• RECORDS FOR PROCESSING
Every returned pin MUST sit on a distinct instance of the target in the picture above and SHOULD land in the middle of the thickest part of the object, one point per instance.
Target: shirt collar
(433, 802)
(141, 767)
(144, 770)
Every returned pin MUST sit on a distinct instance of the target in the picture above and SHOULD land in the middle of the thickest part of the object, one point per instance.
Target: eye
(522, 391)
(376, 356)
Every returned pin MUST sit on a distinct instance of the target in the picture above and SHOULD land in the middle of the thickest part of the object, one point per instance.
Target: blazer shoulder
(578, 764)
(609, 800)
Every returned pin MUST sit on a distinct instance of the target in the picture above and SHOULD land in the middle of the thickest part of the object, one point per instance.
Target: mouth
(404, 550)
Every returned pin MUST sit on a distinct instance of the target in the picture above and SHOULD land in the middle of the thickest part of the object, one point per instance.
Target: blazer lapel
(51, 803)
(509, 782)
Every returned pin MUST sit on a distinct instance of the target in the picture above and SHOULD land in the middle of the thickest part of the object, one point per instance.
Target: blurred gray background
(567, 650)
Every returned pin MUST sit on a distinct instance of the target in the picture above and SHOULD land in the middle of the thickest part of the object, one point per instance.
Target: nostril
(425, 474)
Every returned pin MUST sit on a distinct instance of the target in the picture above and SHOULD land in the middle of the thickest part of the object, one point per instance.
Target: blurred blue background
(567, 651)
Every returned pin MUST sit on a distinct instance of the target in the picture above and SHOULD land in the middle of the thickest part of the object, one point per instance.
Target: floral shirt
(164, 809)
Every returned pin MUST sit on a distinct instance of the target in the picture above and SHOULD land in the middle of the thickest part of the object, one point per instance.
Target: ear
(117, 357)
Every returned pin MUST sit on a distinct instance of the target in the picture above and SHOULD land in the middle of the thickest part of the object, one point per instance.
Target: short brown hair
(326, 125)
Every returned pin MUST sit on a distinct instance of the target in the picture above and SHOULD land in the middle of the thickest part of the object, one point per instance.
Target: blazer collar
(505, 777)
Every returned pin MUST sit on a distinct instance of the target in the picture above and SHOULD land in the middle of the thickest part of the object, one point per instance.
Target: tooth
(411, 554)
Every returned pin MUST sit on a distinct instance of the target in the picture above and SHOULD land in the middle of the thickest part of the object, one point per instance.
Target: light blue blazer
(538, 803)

• GOAL OF THE EXERCISE
Transcribe the records above exactly.

• ANSWER BELOW
Every returned pin MUST sit on a distinct instance of the target in the picture above and SHOULD land in the middle of the thickest part of the object, one point per instance.
Target: shirt collar
(433, 802)
(141, 767)
(144, 770)
Every returned pin MUST sit on a distinct instance of the target in the picture above and SHOULD land in the middle of the thickest part of the object, one point per instance.
Target: eye
(522, 391)
(376, 356)
Every returned pin MUST sit on a distinct instance of the target in the picture above and SHOULD land in the middle of the thickest part of the object, one point per instance.
Target: blazer shoulder
(578, 764)
(609, 800)
Every returned pin MUST sit on a distinct instance of the target in the picture above and SHOULD land in the middle of the thickest part of the object, one point per instance.
Target: mouth
(404, 550)
Every returned pin MUST sit on a distinct instance of the target in the picture above and SHOULD land in the middle of the thickest part of the object, one point per instance.
Target: blazer lapel
(51, 803)
(509, 782)
Every returned pin MUST sit on a distinct instance of the target in the picture above and SHOULD land in the middle of the thickest part of the object, one point per instance.
Target: blurred gray background
(567, 650)
Every returned pin MUST sit on a distinct instance of the target in the picture above and SHOULD land in the middle of the thickest part of the object, one point per instance.
Target: nostril
(425, 474)
Every returned pin MUST sit on a distinct instance of the target in the picture above and SHOULD land in the middle of the thickest part of the object, one point per instance.
Target: blurred blue background
(567, 651)
Every returned pin MUST sit on a distinct instance of the target in the picture above and SHOULD land in the middle of the thickest part of the object, one point per instance.
Target: floral shirt
(164, 809)
Every returned pin MUST sit on a distinct instance of the target in the picture above and SHOULD land in the middle of the thickest part of the object, one point per instance.
Target: ear
(117, 357)
Every returned pin MUST sit on a distinct instance of the target in the picture above and SHOULD land in the middle of the thickest part of the object, one point per instance.
Target: short brown hair
(326, 125)
Every returned pin MUST sit on a distinct instance of the target in the picture above and SHOULD land in the middle of the thickest part of the object, one point per instance.
Target: blazer collar
(505, 777)
Every returned pin MUST sit on a distinct instance of the target in the picture above and SHOULD land in the middle of the thickest part of the object, one point per instance.
Target: tooth
(411, 554)
Every returned pin MUST sit on a distinct instance of the target in the picture above and SHOULD land in the middle of the thickest part of the object, one point per instance.
Target: light blue blazer
(538, 803)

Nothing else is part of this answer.